Quoted passage:
Martel: Like Macron, Moon Jae-In Fails to Sway Trump on Key Foreign Policy

The Associated Press
Bee Jae-man/Yonhap via AP

On Tuesday, South Korean President Moon Jae-in told reporters in Washington that “the future of the Korean peninsula hinged on” President Donald Trump agreeing to meet with North Korean dictator Kim Jong-un.

Moon congratulated Trump for bringing the world “one step closer to the dream of achieving complete denuclearization on the Korean peninsula and world peace.” He promised to “spare no efforts to the end to support this success of the upcoming U.S.-North Korea summit, and stand with you all along the way Mr. President.”

Trump responded by asserting that denuclearization “must take place” and if the June 12 summit with Kim is postponed, “maybe it’ll happen later.” Less than two days later, Trump canceled the summit.

The scene Thursday is not an unfamiliar one to observers of this White House. Just a month ago, another world leader came knocking on the White House’s door with an agenda opposite Trump’s consistently expressed opinions. Like Moon, Trump regaled him with compliments and hospitality and listened intently to his argument that yet another rogue regime deserved a chance.

Trump gave French President Emmanuel Macron a parade, a state dinner, a kiss, a chance to state his case, and the exact opposite political result Macron was hoping for on his U.S. trip.

First on the Iran nuclear deal, then on South Korea, President Trump is proving to observers that he is willing to listen to the points of view of world leaders with very little ideologically in common with him, but that he will ultimately not yield to global peer pressure when its aims contradict his interests.

Committed but not stubborn, reasonable but not gullible, the global left appears to be struggling to find a successful strategy for manipulating Trump.

Observers widely agreed this week that Moon had come to the United States to convince Trump not to cancel the scheduled historic summit with Kim Jong-un, to occur on June 12 in Singapore. The leftist Moon, who became president after the much more popular conservative Park Geun-hye was impeached and removed in a bizarre cult scandal, has made conciliatory gestures toward North Korea his flagship international policy. Moon had met Kim Jong-un himself on April 27 on both of their turfs: the border town of Panmunjom, where they each made a symbolic hop across the border to visit each other’s countries. Moon wasted no time upon taking office in courting Pyongyang, and his biggest reward to date was a request from Kim that South Korea relay an invitation to Trump for a personal meeting.

Trump accepted – contingent upon North Korea behaving like a respectable country.

In the week leading up to Moon’s visit Tuesday, Kim and his communist regime had gone out of their way to violate this seemingly simple request: insulting some of Trump’s closest confidants in state media, charging outrageous “visa fees” to American journalists to allow them to observe a symbolic “destruction” of a nuclear site that had likely been accidentally destroyed, and falsely telling its citizens the planned summits were intended to congratulate North Korea on becoming a world power.

Having released its remaining American hostages, Pyongyang appeared to have lost patience with the United States. Kim’s meeting with Moon, the aforementioned hostage release, and a temporary halt in state media articles promising to turn all of the continental United States into ash had not been enough to get Trump to lift the crippling, unprecedented sanctions Kim was facing on his economy. No American government before had requested more than the bare minimum, clearly causing some frustration.

Work order 1:
Repeat everything in the article on Moon Jae-in and Trump from "On Tuesday, South" down to "canceled the summit.".
Work order 2:
In the article on Moon Jae-in and Trump, in what city was the June 12 summit with Kim Jong-un scheduled to take place?

Data extracts:
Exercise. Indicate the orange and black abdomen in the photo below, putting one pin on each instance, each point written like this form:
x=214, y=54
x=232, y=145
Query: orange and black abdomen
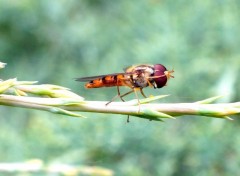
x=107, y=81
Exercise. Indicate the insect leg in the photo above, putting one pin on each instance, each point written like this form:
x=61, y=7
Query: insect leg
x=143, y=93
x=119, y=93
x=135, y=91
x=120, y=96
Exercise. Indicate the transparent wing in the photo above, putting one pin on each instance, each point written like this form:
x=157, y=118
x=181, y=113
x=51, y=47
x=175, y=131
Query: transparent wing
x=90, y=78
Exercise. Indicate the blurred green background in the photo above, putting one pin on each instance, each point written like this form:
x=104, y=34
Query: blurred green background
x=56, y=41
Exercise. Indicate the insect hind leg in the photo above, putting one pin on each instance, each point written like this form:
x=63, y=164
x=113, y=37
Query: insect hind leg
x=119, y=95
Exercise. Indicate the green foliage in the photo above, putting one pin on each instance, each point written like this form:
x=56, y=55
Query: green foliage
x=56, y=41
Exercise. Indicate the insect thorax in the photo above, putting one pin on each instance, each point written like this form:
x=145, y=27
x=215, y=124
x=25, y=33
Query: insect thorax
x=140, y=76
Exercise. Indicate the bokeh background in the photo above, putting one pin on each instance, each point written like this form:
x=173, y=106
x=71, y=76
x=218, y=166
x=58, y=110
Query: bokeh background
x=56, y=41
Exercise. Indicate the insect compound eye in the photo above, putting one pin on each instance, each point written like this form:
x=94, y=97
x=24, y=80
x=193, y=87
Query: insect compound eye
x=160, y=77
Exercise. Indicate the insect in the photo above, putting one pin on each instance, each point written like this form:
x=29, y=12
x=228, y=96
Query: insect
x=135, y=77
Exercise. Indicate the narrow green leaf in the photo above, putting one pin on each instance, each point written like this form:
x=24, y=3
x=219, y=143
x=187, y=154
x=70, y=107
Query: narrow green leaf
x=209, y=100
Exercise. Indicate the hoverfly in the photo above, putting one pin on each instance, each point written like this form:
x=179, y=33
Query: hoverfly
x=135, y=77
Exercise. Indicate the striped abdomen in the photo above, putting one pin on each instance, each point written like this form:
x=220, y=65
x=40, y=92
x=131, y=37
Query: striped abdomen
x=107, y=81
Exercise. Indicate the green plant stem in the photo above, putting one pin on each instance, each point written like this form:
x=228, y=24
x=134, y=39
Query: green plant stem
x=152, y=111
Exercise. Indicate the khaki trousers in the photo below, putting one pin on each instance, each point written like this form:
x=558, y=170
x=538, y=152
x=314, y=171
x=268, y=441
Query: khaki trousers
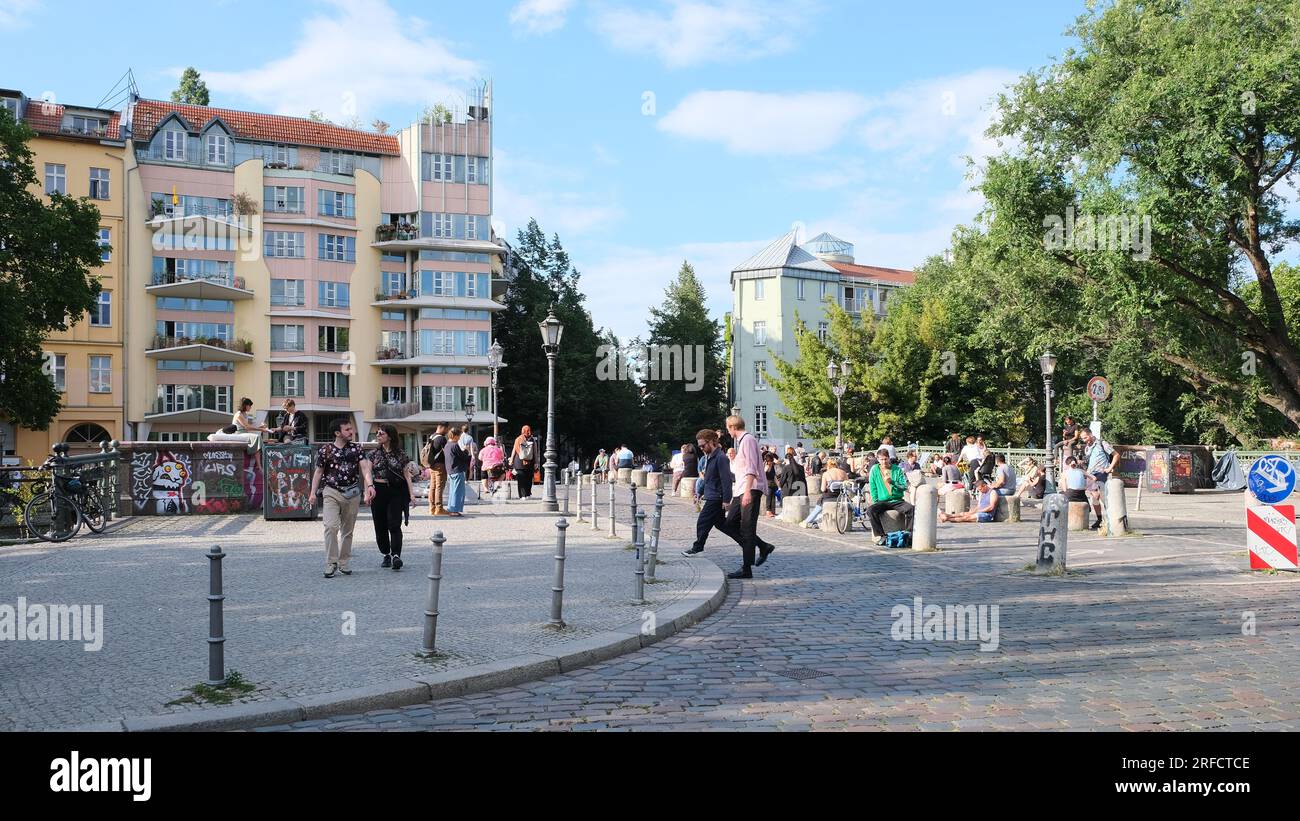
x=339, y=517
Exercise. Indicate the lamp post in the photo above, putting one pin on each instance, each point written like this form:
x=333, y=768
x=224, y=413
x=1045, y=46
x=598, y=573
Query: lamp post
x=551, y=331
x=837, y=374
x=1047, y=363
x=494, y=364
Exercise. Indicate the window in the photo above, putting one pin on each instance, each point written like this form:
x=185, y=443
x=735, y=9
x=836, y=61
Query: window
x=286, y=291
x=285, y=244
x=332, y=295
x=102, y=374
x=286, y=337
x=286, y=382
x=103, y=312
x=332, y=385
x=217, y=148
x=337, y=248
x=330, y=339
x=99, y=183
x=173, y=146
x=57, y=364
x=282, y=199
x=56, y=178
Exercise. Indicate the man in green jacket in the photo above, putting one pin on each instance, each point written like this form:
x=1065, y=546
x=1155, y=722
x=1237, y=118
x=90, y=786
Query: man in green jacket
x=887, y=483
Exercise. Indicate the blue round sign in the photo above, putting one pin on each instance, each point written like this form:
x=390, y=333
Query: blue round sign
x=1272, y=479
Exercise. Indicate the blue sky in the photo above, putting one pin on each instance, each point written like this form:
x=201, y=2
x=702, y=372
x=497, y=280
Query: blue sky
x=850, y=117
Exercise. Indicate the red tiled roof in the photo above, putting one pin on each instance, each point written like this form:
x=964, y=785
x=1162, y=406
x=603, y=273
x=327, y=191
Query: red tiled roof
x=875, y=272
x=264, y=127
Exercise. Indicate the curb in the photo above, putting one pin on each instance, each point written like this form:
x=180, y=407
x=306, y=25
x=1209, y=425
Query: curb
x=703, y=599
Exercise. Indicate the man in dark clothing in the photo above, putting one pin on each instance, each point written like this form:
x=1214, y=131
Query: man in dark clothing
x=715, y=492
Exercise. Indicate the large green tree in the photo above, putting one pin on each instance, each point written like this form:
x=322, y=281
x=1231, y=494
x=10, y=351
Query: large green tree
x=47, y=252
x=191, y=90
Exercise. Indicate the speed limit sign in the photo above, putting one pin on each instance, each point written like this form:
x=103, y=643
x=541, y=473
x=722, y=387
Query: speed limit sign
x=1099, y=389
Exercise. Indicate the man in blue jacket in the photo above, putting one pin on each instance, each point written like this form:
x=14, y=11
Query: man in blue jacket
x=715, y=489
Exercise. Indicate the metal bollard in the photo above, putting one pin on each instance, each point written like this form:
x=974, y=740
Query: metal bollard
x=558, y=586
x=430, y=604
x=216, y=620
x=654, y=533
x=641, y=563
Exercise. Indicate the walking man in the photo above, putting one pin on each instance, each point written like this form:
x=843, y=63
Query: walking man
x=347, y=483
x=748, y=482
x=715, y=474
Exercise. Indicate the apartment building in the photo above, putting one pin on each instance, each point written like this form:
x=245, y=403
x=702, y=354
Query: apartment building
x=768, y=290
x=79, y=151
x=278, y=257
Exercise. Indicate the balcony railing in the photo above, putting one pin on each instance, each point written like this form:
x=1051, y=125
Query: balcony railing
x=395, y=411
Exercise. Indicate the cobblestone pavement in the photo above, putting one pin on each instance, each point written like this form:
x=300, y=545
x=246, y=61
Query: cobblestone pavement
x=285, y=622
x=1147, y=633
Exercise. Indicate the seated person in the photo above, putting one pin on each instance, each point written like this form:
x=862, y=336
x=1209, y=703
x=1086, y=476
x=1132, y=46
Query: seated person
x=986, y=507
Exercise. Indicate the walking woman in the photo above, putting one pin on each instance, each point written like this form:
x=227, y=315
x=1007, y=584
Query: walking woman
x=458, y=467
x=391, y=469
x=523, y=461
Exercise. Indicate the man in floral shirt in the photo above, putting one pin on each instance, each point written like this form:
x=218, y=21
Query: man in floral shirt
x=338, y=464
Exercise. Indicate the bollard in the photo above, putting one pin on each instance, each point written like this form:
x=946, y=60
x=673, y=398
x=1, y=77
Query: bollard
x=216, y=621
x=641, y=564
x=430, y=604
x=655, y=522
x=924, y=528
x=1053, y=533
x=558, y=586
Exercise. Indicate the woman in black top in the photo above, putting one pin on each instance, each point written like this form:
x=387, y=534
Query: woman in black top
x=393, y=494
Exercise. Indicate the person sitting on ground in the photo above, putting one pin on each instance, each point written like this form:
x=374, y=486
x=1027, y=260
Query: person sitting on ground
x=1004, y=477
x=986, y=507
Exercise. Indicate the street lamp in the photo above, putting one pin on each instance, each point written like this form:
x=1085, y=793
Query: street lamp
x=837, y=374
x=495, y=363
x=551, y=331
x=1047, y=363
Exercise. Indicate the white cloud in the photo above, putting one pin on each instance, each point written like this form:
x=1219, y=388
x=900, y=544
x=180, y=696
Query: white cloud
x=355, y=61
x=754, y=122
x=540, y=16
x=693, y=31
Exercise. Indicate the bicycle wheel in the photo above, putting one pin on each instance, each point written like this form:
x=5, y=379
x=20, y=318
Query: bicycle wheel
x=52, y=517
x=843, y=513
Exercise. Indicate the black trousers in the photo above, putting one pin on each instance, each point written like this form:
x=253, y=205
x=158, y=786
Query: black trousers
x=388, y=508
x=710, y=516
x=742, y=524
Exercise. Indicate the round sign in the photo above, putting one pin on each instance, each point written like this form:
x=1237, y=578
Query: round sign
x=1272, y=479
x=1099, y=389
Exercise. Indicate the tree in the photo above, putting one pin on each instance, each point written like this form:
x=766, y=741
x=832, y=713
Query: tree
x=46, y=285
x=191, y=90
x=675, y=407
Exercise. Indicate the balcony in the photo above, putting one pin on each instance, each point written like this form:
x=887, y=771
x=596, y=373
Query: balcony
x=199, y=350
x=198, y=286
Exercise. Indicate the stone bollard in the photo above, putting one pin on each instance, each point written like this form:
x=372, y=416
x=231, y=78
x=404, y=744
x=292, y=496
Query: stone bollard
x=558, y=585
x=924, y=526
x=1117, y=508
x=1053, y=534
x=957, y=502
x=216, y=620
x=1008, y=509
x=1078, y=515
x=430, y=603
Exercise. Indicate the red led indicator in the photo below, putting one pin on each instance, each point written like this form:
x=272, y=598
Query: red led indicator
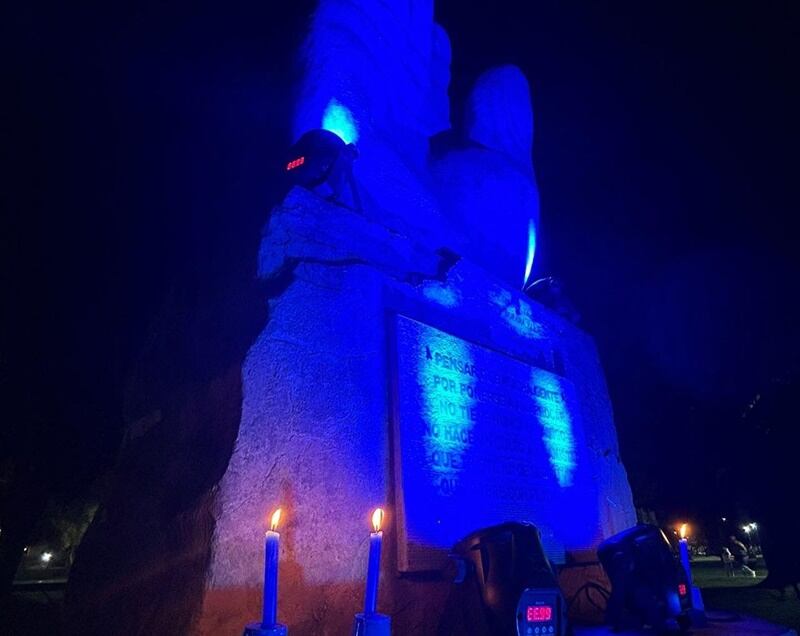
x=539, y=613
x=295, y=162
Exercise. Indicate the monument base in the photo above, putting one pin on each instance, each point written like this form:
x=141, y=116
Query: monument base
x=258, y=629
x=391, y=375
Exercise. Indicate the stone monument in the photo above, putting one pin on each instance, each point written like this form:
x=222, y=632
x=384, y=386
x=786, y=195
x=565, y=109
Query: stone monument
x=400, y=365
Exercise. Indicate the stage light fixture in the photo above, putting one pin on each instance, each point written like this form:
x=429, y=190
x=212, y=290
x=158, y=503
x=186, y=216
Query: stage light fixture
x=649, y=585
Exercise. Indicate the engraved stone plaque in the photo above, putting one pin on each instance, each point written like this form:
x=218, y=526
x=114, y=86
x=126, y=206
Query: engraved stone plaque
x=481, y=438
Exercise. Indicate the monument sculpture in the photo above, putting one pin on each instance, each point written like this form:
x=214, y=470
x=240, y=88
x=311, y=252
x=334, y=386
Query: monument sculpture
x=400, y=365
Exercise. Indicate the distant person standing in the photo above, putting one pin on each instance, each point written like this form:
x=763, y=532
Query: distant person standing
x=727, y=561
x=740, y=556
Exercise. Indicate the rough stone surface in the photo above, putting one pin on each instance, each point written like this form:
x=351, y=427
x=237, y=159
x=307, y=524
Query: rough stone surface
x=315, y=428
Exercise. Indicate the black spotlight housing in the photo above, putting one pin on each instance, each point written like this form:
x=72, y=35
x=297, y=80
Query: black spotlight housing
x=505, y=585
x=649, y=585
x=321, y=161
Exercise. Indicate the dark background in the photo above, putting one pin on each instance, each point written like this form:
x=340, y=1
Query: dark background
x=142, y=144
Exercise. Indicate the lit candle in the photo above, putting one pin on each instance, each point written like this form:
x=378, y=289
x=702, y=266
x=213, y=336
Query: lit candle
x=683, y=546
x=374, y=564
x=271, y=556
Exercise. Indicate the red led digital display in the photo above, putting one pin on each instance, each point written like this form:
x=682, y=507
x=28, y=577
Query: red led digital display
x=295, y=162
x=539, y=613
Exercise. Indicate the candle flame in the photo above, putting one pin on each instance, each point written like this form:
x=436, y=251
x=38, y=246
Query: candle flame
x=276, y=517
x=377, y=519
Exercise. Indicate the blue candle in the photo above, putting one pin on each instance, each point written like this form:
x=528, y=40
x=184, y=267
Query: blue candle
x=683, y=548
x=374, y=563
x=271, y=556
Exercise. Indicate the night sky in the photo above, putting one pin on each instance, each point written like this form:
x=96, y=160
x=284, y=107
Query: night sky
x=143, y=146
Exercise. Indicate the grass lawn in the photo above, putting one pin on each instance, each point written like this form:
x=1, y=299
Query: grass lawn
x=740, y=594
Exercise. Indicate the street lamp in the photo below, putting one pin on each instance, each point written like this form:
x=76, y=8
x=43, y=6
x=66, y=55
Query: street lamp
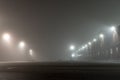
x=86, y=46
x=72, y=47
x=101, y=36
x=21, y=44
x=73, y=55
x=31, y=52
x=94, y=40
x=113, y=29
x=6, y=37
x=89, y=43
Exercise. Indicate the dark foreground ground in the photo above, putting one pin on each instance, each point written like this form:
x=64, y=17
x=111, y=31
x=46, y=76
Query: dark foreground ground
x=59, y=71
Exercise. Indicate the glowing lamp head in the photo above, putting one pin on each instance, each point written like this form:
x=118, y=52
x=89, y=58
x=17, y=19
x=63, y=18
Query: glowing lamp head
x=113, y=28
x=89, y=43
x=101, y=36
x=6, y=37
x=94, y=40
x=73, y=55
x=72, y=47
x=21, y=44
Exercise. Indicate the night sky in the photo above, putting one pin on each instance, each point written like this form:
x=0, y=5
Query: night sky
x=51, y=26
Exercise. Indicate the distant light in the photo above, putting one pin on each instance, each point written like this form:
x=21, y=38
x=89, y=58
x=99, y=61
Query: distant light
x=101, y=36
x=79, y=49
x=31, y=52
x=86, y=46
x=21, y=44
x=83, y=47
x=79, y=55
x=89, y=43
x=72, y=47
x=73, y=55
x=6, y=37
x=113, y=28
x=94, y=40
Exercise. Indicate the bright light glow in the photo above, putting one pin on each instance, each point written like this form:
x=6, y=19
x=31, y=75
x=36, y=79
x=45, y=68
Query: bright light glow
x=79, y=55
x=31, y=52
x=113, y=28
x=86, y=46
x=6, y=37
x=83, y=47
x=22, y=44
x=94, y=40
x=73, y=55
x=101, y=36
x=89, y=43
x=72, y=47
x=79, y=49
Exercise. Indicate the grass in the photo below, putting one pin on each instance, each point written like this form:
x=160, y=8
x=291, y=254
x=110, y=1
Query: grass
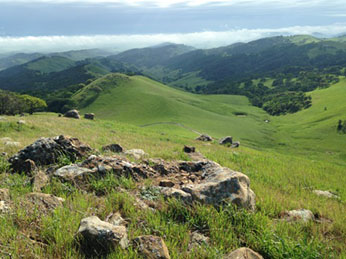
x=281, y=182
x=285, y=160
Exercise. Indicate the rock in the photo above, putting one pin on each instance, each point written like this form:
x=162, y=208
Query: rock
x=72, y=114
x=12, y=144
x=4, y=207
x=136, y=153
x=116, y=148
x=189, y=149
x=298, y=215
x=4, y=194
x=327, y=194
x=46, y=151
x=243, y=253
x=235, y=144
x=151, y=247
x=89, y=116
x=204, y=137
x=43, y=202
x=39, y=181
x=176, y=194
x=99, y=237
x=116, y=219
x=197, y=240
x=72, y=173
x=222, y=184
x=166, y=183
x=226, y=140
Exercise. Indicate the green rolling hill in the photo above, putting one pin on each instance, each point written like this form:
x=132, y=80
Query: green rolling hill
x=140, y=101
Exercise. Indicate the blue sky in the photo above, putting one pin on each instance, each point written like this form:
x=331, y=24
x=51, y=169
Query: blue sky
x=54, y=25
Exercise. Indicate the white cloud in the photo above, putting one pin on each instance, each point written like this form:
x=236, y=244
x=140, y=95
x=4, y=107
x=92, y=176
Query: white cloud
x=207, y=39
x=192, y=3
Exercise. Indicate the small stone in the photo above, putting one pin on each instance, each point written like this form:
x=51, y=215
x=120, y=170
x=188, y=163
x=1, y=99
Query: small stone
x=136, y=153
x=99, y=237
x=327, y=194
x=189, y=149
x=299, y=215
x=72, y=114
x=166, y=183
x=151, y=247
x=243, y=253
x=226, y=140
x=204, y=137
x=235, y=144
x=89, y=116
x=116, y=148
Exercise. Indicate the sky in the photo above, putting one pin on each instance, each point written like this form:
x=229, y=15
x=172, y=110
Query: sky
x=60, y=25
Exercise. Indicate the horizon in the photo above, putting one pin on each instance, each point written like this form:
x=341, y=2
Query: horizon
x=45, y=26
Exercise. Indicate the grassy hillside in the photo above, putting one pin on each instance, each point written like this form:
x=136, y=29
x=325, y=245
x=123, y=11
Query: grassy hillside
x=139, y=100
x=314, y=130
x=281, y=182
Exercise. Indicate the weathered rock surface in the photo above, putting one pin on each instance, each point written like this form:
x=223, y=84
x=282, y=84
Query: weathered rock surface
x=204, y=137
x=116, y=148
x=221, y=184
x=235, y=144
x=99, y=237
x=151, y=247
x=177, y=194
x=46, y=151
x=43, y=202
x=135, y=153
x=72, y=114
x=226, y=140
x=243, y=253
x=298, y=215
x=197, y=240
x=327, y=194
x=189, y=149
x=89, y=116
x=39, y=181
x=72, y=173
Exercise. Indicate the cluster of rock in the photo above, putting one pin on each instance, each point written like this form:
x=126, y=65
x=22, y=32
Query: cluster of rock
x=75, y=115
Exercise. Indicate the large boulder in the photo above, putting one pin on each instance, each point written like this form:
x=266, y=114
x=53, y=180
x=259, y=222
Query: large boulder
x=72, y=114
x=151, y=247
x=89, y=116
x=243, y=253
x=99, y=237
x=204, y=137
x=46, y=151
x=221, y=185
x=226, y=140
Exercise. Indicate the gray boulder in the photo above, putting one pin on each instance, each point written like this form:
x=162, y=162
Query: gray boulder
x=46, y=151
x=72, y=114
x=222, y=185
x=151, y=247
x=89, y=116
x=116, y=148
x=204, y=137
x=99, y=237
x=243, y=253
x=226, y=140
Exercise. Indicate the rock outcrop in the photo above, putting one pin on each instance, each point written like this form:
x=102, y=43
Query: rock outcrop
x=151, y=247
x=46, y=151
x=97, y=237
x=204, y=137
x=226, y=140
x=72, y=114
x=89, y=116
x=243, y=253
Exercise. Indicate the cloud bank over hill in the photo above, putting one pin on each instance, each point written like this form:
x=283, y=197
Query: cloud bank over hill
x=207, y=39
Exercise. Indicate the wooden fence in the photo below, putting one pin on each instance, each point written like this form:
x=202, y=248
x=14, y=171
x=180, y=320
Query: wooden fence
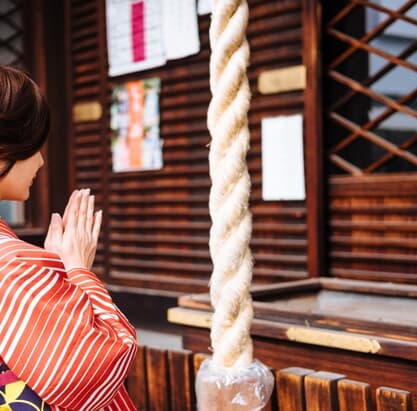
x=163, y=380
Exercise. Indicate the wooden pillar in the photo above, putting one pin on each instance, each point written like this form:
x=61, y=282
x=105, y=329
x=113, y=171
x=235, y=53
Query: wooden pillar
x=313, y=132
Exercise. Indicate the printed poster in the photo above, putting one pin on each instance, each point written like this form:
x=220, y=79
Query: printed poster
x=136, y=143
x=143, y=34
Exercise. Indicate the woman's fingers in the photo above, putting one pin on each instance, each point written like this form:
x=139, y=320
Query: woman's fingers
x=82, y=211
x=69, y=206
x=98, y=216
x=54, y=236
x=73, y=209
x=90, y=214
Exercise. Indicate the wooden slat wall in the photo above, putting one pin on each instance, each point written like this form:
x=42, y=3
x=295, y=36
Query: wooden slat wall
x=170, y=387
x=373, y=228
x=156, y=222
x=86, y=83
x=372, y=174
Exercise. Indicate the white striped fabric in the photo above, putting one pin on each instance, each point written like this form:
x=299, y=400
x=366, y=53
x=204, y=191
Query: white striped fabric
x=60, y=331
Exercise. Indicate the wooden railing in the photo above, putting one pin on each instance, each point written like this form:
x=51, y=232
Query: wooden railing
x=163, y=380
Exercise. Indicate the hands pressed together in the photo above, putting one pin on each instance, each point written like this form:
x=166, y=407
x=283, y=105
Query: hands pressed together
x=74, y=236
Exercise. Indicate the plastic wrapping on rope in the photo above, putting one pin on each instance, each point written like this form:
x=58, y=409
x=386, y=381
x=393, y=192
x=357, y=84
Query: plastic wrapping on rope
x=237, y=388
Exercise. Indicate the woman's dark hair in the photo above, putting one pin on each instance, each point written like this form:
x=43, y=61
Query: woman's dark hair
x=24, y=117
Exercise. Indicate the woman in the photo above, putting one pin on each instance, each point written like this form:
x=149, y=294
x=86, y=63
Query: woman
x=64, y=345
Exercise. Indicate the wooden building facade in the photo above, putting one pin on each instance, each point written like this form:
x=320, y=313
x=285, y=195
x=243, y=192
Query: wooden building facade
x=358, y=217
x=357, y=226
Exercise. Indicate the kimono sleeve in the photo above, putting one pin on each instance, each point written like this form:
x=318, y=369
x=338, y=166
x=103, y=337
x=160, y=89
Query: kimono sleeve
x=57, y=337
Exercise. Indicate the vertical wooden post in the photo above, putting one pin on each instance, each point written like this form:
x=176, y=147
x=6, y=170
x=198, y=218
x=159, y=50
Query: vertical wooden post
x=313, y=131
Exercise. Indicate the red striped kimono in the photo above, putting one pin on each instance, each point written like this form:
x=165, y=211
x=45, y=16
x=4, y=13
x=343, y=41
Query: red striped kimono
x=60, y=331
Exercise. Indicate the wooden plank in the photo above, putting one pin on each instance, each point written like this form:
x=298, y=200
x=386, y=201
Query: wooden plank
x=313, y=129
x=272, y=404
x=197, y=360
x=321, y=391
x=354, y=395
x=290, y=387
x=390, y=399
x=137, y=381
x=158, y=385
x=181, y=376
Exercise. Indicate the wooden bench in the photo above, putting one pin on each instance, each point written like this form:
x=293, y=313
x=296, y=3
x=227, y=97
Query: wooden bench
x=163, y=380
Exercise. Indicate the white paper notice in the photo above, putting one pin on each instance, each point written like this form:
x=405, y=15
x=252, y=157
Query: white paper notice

Task answer 1:
On Tuesday, South Korean President Moon Jae-in told reporters in Washington that “the future of the Korean peninsula hinged on” President Donald Trump agreeing to meet with North Korean dictator Kim Jong-un.

Moon congratulated Trump for bringing the world “one step closer to the dream of achieving complete denuclearization on the Korean peninsula and world peace.” He promised to “spare no efforts to the end to support this success of the upcoming U.S.-North Korea summit, and stand with you all along the way Mr. President.”

Trump responded by asserting that denuclearization “must take place” and if the June 12 summit with Kim is postponed, “maybe it’ll happen later.” Less than two days later, Trump canceled the summit.

Task answer 2:
Singapore.